▶ **PAGE EXTRACT**:
== == ==

This is a curated selection of highlights from Crime Story Daily this week.

On the criminal justice policy front: Politico reports that as the coronavirus spreads into the federal prison system, the Bureau of Prisons has moved to broaden the ranks of inmates eligible to be transferred into home confinement. The BOP is now allowing inmates who have yet to serve half of their sentences to be considered for early release. The New York Law Journal reports that 51 inmates held at Rikers Island on alleged parole violations have been approved for release; and a piece from the New Yorker focuses on parole incarcerations more generally: “The stresses of COVID-19 have revealed fissures and weaknesses in all kinds of systems, including New York’s parole practices, training a spotlight on the question of why New York imprisons so many people for violating parole in the first place.” And finally, a piece from the Washington Post highlights the importance of including all inmates – not just low-level or nonviolent offenders – in conversations around decarceration. Even as state and federal officials have ramped up efforts to reduce the prison population, releasing thousands of low-level offenders and scaling back new arrests, people convicted of violent crimes have been almost entirely excluded. The idea that “people convicted of violent crimes are in a special category that deserves less compassion and harsher treatment… ignores the math, misunderstands human behavior and, perhaps most important, reflects a poor moral choice.”

In muckraker/watchdog reporting: A piece from the New Republic looks at the “new American death sentence”: even as public health experts have called for immediate decarceration to help slow the virus’s spread, law enforcement agencies around the country are still making low-level arrests. “Given what we know about the spread of the virus in prisons and jails, incarcerating someone right now can be tantamount to intentionally exposing them. To leave them there is a possible death sentence.” The Washington Post goes inside FCI Oakdale in Louisiana, the hardest-hit federal prison in the country. At Oakdale, where six inmates have already died, social distancing guidelines are routinely ignored, symptoms go unreported, and prisoners and staff alike fear for their lives and the safety of their families. A piece from Mother Jones shows just how fast the virus can spread in prisons and jails. And a piece from Lawfare looks at the “long history of coercive health responses in American law,” dating all the way back to 1647, when the Massachusetts colony enacted a formal quarantine law to stop the spread of smallpox.

== == ==

▶ **SUPPLIED INFORMATION**:

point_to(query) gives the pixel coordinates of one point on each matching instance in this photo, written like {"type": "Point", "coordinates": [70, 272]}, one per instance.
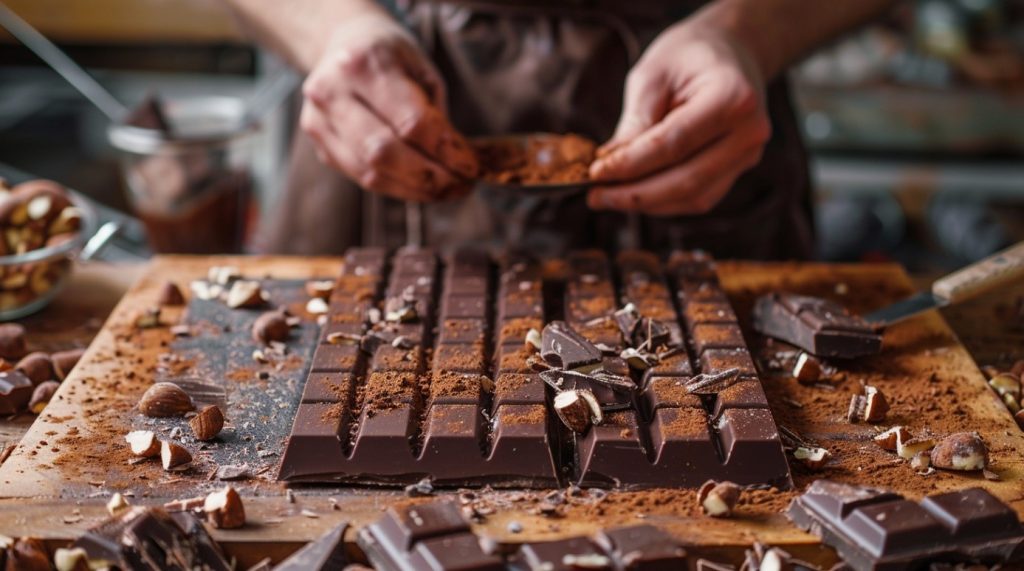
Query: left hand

== == ==

▶ **TASK TO COMPLETE**:
Pick up the Crime Story Daily roundup after its final sentence, the one ending "to stop the spread of smallpox," and keep writing.

▶ **RESULT OF THE EXERCISE**:
In complex crime storytelling: A piece from D Magazine focuses on the town of Highland Park, Texas, an affluent suburb of Dallas and home to a massive drug trafficking ring involving an unlikely cast of characters.

And in culture/true crime: A piece from the Daily Beast explores the unlikely comfort of true crime TV during a pandemic. Psychology Today reviews “The Definition of Insanity,” a new documentary from PBS. The film focuses on the Miami-Dade Criminal Mental Health Project, a groundbreaking organization that works to help those suffering from serious mental illness within the criminal justice system. And Variety reviews “The Innocence Files,” Netflix’s latest true crime offering. The nine-episode series focuses on the work of the Innocence Project, a nonprofit legal organization that uses DNA evidence to exonerate the wrongfully convicted.